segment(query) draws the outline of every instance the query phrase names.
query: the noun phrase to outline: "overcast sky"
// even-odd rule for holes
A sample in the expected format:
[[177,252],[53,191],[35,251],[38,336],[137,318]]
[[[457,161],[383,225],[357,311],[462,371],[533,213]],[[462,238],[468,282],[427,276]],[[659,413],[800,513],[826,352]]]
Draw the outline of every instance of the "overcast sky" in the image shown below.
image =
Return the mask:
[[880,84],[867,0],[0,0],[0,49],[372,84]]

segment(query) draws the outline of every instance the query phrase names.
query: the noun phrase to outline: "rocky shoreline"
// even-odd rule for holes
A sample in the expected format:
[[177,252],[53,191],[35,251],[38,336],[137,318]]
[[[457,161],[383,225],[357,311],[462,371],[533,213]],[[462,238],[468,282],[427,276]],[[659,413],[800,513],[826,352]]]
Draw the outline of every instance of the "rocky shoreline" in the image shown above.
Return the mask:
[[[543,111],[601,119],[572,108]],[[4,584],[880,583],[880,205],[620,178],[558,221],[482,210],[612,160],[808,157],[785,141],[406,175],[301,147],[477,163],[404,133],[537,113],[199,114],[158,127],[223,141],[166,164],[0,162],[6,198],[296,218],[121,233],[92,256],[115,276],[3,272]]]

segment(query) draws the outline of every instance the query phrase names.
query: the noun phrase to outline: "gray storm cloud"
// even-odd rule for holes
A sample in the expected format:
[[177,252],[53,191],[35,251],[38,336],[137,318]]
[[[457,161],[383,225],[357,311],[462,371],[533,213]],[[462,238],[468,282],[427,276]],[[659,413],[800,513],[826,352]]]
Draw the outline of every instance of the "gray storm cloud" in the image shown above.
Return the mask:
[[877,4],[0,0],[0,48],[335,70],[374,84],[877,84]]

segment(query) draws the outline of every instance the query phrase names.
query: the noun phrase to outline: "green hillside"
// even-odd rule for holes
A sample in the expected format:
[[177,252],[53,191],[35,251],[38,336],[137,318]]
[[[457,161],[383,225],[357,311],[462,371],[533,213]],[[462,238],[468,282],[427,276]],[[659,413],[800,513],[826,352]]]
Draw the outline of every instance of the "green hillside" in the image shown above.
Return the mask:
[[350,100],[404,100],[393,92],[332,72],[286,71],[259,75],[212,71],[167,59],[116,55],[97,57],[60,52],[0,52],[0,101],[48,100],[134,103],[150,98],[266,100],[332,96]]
+--
*SET TASK*:
List every line in the entries above that contains the word "shoreline". Case counts.

*SOLVED EXERCISE*:
query: the noun phrase to outline: "rocky shoreline"
Draw the outline of every instance of the "rocky shoreline" in the image shown above.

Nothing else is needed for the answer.